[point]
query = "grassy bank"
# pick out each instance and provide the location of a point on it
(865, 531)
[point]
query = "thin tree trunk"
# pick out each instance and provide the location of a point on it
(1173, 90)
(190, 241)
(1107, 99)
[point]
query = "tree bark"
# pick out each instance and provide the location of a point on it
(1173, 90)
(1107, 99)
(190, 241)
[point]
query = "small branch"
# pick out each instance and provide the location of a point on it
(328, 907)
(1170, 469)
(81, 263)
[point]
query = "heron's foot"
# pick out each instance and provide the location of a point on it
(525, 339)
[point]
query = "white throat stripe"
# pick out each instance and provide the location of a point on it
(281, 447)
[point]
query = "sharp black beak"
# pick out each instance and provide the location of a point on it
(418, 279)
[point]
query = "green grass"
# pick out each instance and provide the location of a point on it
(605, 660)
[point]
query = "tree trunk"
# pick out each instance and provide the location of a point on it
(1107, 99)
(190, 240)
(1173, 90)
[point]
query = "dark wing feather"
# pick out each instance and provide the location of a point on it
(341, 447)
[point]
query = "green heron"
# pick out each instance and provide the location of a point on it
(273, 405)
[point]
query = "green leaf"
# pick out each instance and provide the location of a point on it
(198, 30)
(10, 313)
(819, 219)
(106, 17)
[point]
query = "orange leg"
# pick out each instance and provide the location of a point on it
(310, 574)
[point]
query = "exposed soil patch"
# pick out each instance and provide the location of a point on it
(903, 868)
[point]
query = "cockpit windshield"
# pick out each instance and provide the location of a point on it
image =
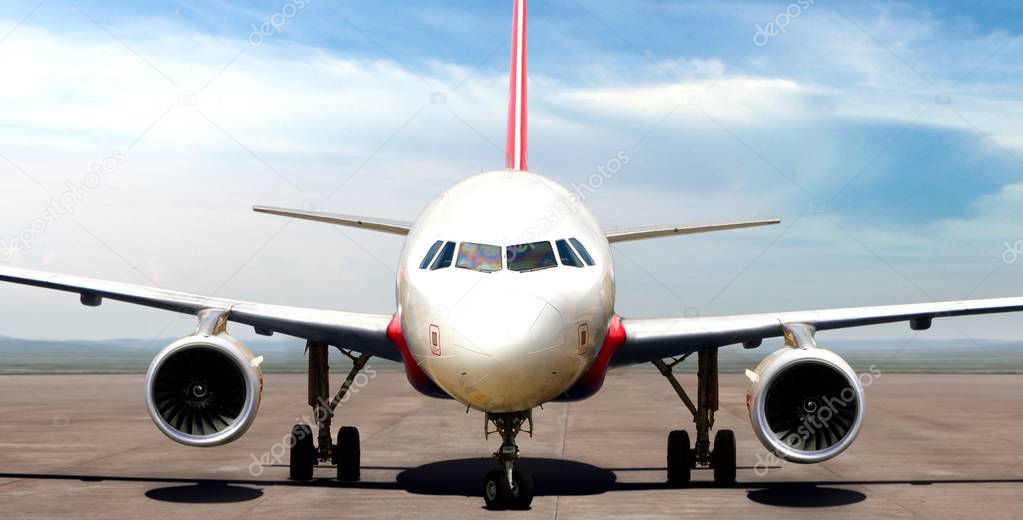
(444, 259)
(480, 257)
(530, 257)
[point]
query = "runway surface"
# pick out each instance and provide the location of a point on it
(83, 446)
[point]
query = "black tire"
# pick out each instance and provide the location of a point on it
(723, 457)
(524, 489)
(303, 456)
(679, 458)
(348, 456)
(496, 492)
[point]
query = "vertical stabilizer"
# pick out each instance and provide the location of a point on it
(516, 144)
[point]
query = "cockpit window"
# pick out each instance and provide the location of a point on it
(444, 259)
(582, 251)
(431, 254)
(567, 255)
(530, 257)
(480, 257)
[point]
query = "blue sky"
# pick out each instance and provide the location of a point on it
(885, 134)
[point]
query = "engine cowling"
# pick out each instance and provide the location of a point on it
(204, 390)
(806, 404)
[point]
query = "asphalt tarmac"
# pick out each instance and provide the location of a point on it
(83, 446)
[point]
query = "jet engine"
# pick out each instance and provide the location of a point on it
(806, 403)
(204, 390)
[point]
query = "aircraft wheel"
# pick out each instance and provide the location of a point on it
(524, 489)
(499, 495)
(495, 490)
(303, 456)
(724, 457)
(348, 455)
(679, 458)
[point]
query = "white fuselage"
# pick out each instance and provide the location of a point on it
(504, 341)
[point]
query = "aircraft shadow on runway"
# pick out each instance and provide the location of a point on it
(462, 477)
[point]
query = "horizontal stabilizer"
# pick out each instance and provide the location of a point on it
(376, 224)
(653, 232)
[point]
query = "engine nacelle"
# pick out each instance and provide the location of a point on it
(806, 404)
(204, 390)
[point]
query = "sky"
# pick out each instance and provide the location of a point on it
(135, 137)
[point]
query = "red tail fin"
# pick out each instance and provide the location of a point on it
(517, 101)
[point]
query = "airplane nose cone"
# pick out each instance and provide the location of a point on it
(507, 348)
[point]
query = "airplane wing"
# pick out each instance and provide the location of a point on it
(648, 340)
(364, 333)
(653, 232)
(375, 224)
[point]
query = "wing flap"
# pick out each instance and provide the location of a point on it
(365, 333)
(648, 340)
(642, 233)
(375, 224)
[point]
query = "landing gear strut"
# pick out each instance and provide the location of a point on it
(680, 458)
(507, 487)
(346, 452)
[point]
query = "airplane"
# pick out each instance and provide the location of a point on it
(502, 311)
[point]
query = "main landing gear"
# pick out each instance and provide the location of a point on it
(346, 452)
(507, 487)
(682, 459)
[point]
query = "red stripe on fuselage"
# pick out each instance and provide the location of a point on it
(591, 380)
(418, 379)
(516, 142)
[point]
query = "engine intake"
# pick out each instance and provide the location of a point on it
(204, 390)
(806, 404)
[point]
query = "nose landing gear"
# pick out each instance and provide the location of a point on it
(507, 487)
(682, 459)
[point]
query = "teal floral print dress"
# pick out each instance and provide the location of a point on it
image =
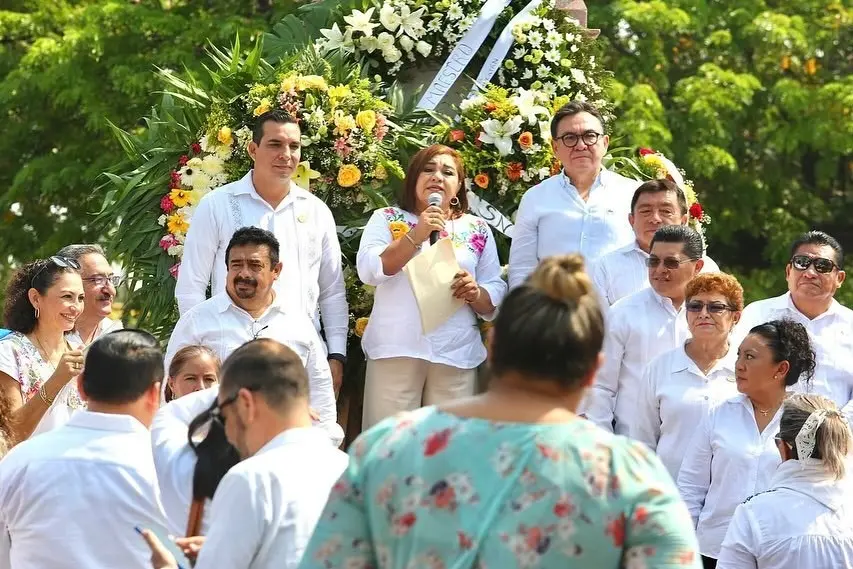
(431, 490)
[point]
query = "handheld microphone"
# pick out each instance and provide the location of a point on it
(434, 199)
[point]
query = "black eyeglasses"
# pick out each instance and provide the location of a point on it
(822, 265)
(669, 263)
(61, 262)
(570, 139)
(713, 307)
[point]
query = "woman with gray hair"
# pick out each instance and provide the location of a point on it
(814, 441)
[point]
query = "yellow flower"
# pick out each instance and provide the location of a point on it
(366, 120)
(263, 107)
(360, 326)
(304, 174)
(177, 223)
(224, 136)
(398, 229)
(179, 197)
(348, 175)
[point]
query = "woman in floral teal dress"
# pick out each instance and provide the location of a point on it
(511, 478)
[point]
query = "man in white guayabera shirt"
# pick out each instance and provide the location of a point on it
(70, 498)
(814, 273)
(644, 325)
(623, 271)
(266, 197)
(583, 209)
(266, 507)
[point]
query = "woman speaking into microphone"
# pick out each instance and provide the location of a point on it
(407, 368)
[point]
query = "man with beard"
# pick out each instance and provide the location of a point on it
(249, 308)
(99, 285)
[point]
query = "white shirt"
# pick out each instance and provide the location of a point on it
(552, 219)
(223, 327)
(310, 252)
(831, 334)
(623, 271)
(727, 461)
(672, 395)
(639, 328)
(267, 506)
(394, 328)
(71, 497)
(819, 535)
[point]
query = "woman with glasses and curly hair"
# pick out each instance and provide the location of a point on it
(39, 359)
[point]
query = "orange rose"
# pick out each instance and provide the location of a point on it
(525, 139)
(482, 180)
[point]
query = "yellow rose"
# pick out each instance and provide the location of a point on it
(398, 229)
(224, 136)
(366, 120)
(360, 326)
(348, 175)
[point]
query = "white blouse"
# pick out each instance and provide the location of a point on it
(674, 393)
(394, 328)
(727, 461)
(763, 533)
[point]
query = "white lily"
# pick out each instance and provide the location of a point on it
(500, 134)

--------------------

■ WHAT NEEDS TO BE DONE
Write out the whole listing exactly, and drop the pictures.

■ RESPONSE BOX
[point]
query = "grassy bank"
# pick out each instance and provide the location of a point on it
(865, 531)
[point]
query = "thin tree trunk"
# pick out each instance and provide the location of a point on it
(1173, 90)
(190, 241)
(1107, 99)
[point]
query = "tree bark"
# pick out each instance and provide the location of a point on it
(1173, 90)
(1107, 99)
(190, 241)
[point]
query = "small branch"
# pick out each instance and provide the location of a point on it
(328, 907)
(1170, 469)
(81, 263)
[point]
query = "heron's foot"
# pick out each instance and provide the location of a point on it
(525, 339)
[point]
query = "white throat stripe"
# pick out each instance and provide the location of a point on it
(281, 447)
[point]
query = "sharp black beak"
# pick out each instance and provide the location of a point on it
(418, 279)
[point]
query = "green grass"
# pick out each instance and provide the location of a point on it
(605, 660)
[point]
query = "tree trunk"
# pick out each instance and provide the location of a point on it
(1107, 99)
(190, 240)
(1173, 90)
[point]
query = "dark wing feather"
# pick out each instance and provide the location of a point on it
(341, 447)
[point]
query = "green heron"
# pick out each instance and provide the location of a point on it
(273, 405)
[point]
query = "green leaf"
# pick out each instance and provide the location of a point on it
(198, 30)
(10, 313)
(819, 219)
(106, 17)
[point]
query = "orange leg"
# pick out each instance and provide the location of a point on it
(310, 574)
[point]
query = "exposed soil patch"
# pick out each instance and provide the location of a point on it
(903, 868)
[point]
query = "cockpit windshield"
# pick out each instance and provide the location of a point on it
image =
(444, 259)
(480, 257)
(530, 257)
[point]
query = "runway surface"
# pick out each instance and provide the location of a point on it
(83, 446)
[point]
query = "black tire"
# pick out each instance and provide the location of a point on it
(723, 457)
(524, 489)
(303, 456)
(679, 458)
(348, 456)
(496, 492)
[point]
query = "vertical stabilizer"
# pick out each instance and provide the location of a point on it
(516, 144)
[point]
query = "cockpit window"
# pick out each instance and provide the location of a point on it
(444, 259)
(582, 251)
(431, 254)
(567, 255)
(530, 257)
(480, 257)
[point]
query = "blue sky"
# pick out each instance and provide the location of a point on it
(885, 134)
[point]
query = "engine cowling"
# pick out each instance and provide the location of a point on it
(204, 390)
(806, 404)
[point]
query = "asphalt tarmac"
# pick out each instance and provide the location of a point on it
(83, 446)
[point]
query = "jet engine"
# pick out each instance and provide the location of a point on it
(806, 403)
(204, 390)
[point]
query = "aircraft wheel"
# pick out each instance and provide the location of a point on it
(524, 489)
(499, 495)
(495, 490)
(303, 456)
(724, 457)
(348, 455)
(679, 458)
[point]
query = "white fuselage"
# pick out each instance and provide the location of a point on it
(504, 341)
[point]
query = "aircraft shadow on runway"
# pick out each instance and provide the location of a point on it
(462, 477)
[point]
query = "horizontal stabilizer"
# pick out each instance and provide the location of a point on it
(376, 224)
(653, 232)
[point]
query = "engine nacelle"
# pick out each instance and provide the location of a point on it
(806, 404)
(204, 390)
[point]
query = "sky"
# pick out each instance and provide the location of a point on it
(135, 137)
[point]
query = "red tail fin"
# pick out each instance and provide the location of a point on it
(517, 101)
[point]
query = "airplane nose cone"
# pick out each instance and provide the location of a point on it
(507, 348)
[point]
query = "airplane wing"
# pick out each instance and provide the location of a point on it
(648, 340)
(364, 333)
(653, 232)
(375, 224)
[point]
query = "wing flap"
# pick out each instance and provide the location of a point on it
(365, 333)
(648, 340)
(642, 233)
(375, 224)
[point]
query = "landing gear strut"
# pick out each instance and provide the location of a point on it
(680, 458)
(507, 487)
(346, 452)
[point]
query = "airplane"
# pick out each instance and provide the location of a point on it
(502, 311)
[point]
query = "main landing gear"
# pick out each instance and provide the location of a point on it
(346, 452)
(507, 487)
(682, 459)
[point]
query = "red stripe on fuselage"
# pick out each instance and provide the location of a point on it
(591, 380)
(418, 379)
(516, 142)
[point]
query = "engine intake"
# pick out each instance and provide the location of a point on it
(204, 390)
(806, 404)
[point]
query = "nose landing gear"
# pick out each instance and provide the location of a point on it
(507, 487)
(682, 459)
[point]
query = "teal floral print dress"
# pick out each instance and provide the location of a point on it
image =
(431, 490)
[point]
query = "handheld microphone"
# pick out each instance and provide the location of a point on it
(434, 199)
[point]
query = "black eyeglasses"
# pick out each instance and provide the location of a point on it
(822, 265)
(669, 263)
(61, 262)
(570, 139)
(713, 307)
[point]
query = "woman with gray hair"
# pick out each instance and provide the location of a point on it
(814, 441)
[point]
query = "yellow flower"
# pick out each instance and provide the location of a point on it
(366, 120)
(263, 107)
(360, 326)
(304, 174)
(177, 223)
(224, 136)
(398, 229)
(179, 197)
(348, 175)
[point]
query = "woman in floral teal dress"
# pick out each instance and provide the location of a point on it
(511, 478)
[point]
query = "man in white guayabera shirt"
# pick out each instance and provide the location of a point on it
(70, 498)
(814, 273)
(644, 325)
(623, 271)
(266, 197)
(583, 209)
(266, 507)
[point]
query = "woman speaking into microphone"
# pick out each instance and provide the location of a point on it
(407, 368)
[point]
query = "man with beard"
# pick out each instance and provide the location of a point on it
(249, 308)
(99, 285)
[point]
query = "white shirt"
# pick out each instance and provide the location of a point on it
(552, 219)
(223, 327)
(310, 252)
(831, 334)
(623, 271)
(727, 461)
(672, 395)
(639, 328)
(267, 506)
(394, 328)
(71, 497)
(819, 535)
[point]
query = "woman with glasses and curly hair"
# pick out each instance and provide the location of a point on it
(39, 359)
[point]
query = "orange rose"
# pick out each instance and provide the location of a point on it
(525, 139)
(482, 180)
[point]
query = "yellow rose"
# pick out each instance and provide the location of a point on it
(398, 229)
(224, 136)
(366, 120)
(360, 326)
(348, 175)
[point]
query = "white blouse"
# pick out each instance and provide the location of a point on it
(674, 393)
(394, 328)
(727, 461)
(763, 533)
[point]
query = "white lily"
# pick out each instance and provide the location of a point on it
(500, 134)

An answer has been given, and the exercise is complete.